[[ Source data, beginning ]]

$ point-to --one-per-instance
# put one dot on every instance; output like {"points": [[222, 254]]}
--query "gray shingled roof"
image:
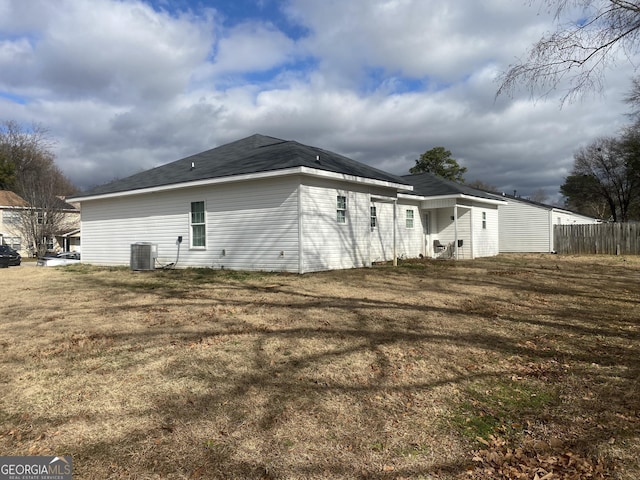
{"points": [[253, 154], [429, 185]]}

[[ Source data, end ]]

• [Instructions for the task]:
Look through the entries above, and wherever a line holds the string "instance", copy it.

• [Written solution]:
$ point-to --one-per-instance
# put one dot on every instance; output like {"points": [[222, 254]]}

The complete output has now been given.